- PROVIDED PASSAGE -
This repository contains code and information for the computer exercises for the tutorial on Learning from Demonstration at ICRA 2016.
These exercises cover mainly representation and learning at the trajectory level, and should not be seen as a comprehensive set of exercises about the huge field of LfD.
These exercises use a simple two-link robot with dynamics from Peter Corkes's robotics toolbox[1].
To make sure everything runs smoothly, we recommend disabling your regular matlab path for these exercises. You can set everything up automatically by simply running the setup_lfd_tutorial.m
script.
The promise of Learning from Demonstration is to reduce the task of programming the robot to simply showing it what it should do. Perhaps the simplest possible way to achieve something like that is to simply record a trajectory and have the robot try to "play it back" exactly.
We encourage you to adjust any parameters you find, and rerun the function to understand the effect on the behavior of the robot.
There are numerous ways in which we can give demonstrations to a robot. Since we will be working with planar task-spaces in these exercises, we can simply draw trajectories on the robot's task space. First, open the file exercise_1.m
and run it in matlab. A figure with the two-link robot as well as a dashed line delimiting its workspace is drawn. You are asked to provide a demonstration of a trajectory.
Keep in mind that you are providing a demonstration in the workspace of the robot, and hence if any part of the demonstration lies outside the boundary the robot will not be able to play it back.
Your demonstration consists of a series of x,y coordinates unevenly distributed in time. In order to execute the trajectory with the robot, we need access to at least a velocity profile and preferably also acceleration profile of the trajectory. The get a continuous representation that provides all these data, we can fit a spline representation to our demonstration.
With a spline representation, we don't need to use all of our demonstrated points. We can reduce the data set to a set of knots, which will be used to fit the spline. You can experiment with different number of knots by adjusting the nb_knots parameter in the matlab code.
nb_knots = 10;
disp(sprintf('you now see a spline with %d knots in the figure.', nb_knots));
% fit a spline to the demonstration
nb_data = size(data,2);
skip = floor(nb_data/nb_knots);
knots = data(:,1:skip:end);
Cubic splines is one possibility of interpolating the trajectory but there are also many others, feel free to test other methods built in to matlab by changing 'spline'
the following line of code:
ppx = interp1(knots(3,:)',knots(1:2,:)','spline','pp');
Once we have generated the reduced data set we can interpolate it. The result is a series of 3rd degree polynomials which can be easily differentiated to yield the velocity and acceleration profile.
% and get first and second derivative
ppxd = differentiate_spline(ppx);
ppxdd = differentiate_spline(ppxd);
If you have given a demonstration and see the figure with the spline representation of your demonstration, you can press enter to start a simulation. The simulation uses a rather simple Cartesian controller with imperfect dynamic compensation, so it the trajectory may not be followed exactly if you gave a complex/fast demonstration.
Now suppose that the robot finds itself in another starting point, and we would like it to execute the task. The problem here is that we have not really demonstrated or encoded a task, but just a time-dependent trajectory. A naive approach of trying to use this trajectory with other starting points will yield bad performance and is potentially unstable and very dangerous behavior. Try it out by clicking at a new location to start a simulation. The program will repeatedly ask you to click at new locations to simulate from that starting point.
At any time, you can abort the program by either rerunning the file or pressing ctrl+c
in the matlab console.

- GOAL -
Reproduce the portion of the Learning from Demonstration exercise page from "Keep in mind" to "play it back.".

- COLLECTED DATA -

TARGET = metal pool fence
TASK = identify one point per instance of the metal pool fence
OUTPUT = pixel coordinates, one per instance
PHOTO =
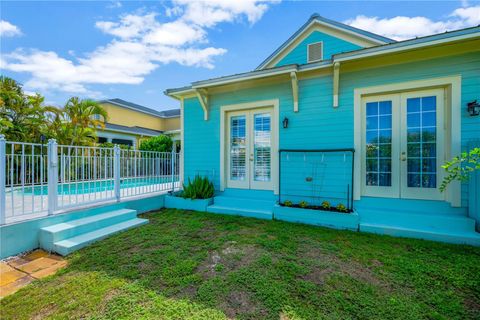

- FINAL RESULT -
Keep in mind that you are providing a demonstration in the workspace of the robot, and hence if any part of the demonstration lies outside the boundary the robot will not be able to play it back.